Rewrite the rows below with "tennis shirt" changed to "polo shirt" and everything else kept the same. Omit the pictures from your answer.

[Region annotation entries]
* BEGIN *

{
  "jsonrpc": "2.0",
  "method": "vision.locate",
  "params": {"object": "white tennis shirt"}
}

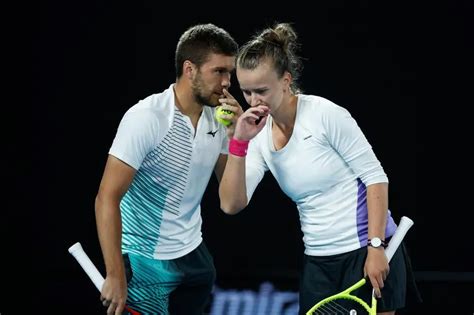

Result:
[109,84,228,259]
[246,95,396,256]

* END *

Task answer:
{
  "jsonrpc": "2.0",
  "method": "vision.locate",
  "params": {"object": "white polo shirt"}
}


Result:
[109,84,228,259]
[246,95,396,256]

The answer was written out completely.